— What to work on —
Retype the passage on the Gliogene study word for word, beginning at the words "We know realistically" and stopping after "move the needle.".

Text shown START

We know realistically this research isn’t going to help us if, God forbid, we found ourselves with this disease one day. But we feel an obligation because this has happened in our family, to move the research forward…So this is our way to pay it forward…We feel an obligation to move the needle.

Attribution: Hadley

The two east coast transplants, who now reside in the Los Angeles area, both work in the entertainment industry. And they felt their professional connections and experience could help get the word out about Gliogene and generate awareness to ensure Dr. Bondy reaches her enrollment goal for this next phase of the study.

“We set out to pour whatever resources we could into awareness,” says Carrie. “Our efforts are stymied by the fact that there is no broad awareness about this. So that’s really where we’re focused on in our efforts.”

Yet, their quest was never meant to end at just knowledge and understanding.

“We’re hoping that, eventually, the knowledge will meet the technology, the science, the precision medicine, and all the promising things that cancer research has in store,” Hadley says.

Text shown END
Extracted entries START

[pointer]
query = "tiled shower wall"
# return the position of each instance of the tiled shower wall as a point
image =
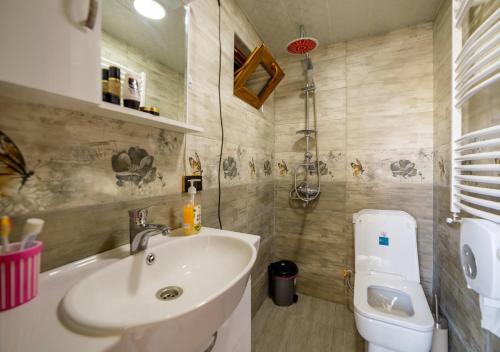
(459, 304)
(374, 117)
(76, 187)
(164, 86)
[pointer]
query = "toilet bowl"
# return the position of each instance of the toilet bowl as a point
(390, 307)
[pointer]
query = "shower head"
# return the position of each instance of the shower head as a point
(301, 46)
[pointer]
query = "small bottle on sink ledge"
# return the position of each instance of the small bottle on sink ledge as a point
(192, 212)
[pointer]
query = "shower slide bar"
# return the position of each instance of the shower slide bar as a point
(475, 170)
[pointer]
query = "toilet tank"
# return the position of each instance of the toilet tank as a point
(385, 242)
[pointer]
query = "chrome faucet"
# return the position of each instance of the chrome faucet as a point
(141, 231)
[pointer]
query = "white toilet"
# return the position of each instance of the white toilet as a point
(390, 307)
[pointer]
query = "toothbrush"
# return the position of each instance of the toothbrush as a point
(32, 229)
(5, 227)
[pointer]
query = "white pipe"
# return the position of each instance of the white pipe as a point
(480, 133)
(479, 156)
(480, 179)
(483, 72)
(478, 66)
(480, 190)
(479, 201)
(485, 31)
(479, 167)
(477, 212)
(456, 113)
(480, 144)
(477, 54)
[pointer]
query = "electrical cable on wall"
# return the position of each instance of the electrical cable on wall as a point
(221, 122)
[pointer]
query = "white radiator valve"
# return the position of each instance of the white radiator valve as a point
(480, 259)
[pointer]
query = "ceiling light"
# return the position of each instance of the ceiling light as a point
(150, 9)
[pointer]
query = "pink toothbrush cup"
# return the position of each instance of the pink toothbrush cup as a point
(19, 272)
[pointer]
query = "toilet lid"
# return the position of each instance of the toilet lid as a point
(393, 301)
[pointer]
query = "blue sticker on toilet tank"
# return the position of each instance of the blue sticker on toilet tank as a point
(383, 240)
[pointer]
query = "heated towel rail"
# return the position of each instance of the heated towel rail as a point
(475, 171)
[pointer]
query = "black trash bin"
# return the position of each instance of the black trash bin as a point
(282, 281)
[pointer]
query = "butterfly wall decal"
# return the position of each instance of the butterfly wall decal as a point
(12, 163)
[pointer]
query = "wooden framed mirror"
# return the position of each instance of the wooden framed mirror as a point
(259, 75)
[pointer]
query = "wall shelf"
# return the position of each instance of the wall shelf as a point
(118, 112)
(103, 109)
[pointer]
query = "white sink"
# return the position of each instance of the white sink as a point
(212, 271)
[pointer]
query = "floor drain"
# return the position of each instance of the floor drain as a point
(168, 293)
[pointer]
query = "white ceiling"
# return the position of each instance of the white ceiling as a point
(329, 21)
(162, 40)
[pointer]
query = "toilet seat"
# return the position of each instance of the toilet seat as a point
(421, 320)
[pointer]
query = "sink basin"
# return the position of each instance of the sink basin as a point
(196, 280)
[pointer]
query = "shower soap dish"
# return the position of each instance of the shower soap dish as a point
(19, 270)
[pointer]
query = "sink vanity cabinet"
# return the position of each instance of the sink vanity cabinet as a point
(126, 285)
(53, 52)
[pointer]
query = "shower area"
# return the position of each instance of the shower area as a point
(306, 175)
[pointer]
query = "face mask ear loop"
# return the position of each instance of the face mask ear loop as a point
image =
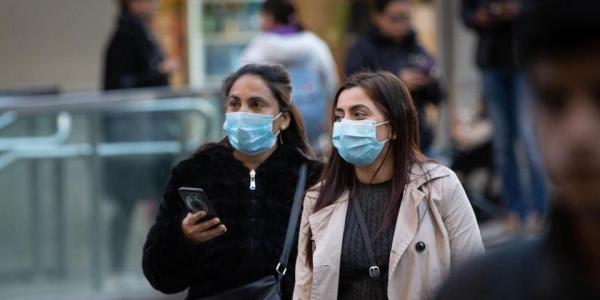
(382, 123)
(279, 131)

Extracted entries END

— Result of this exercise —
We know realistically this research isn’t going to help us if, God forbid, we found ourselves with this disease one day. But we feel an obligation because this has happened in our family, to move the research forward…So this is our way to pay it forward…We feel an obligation to move the needle.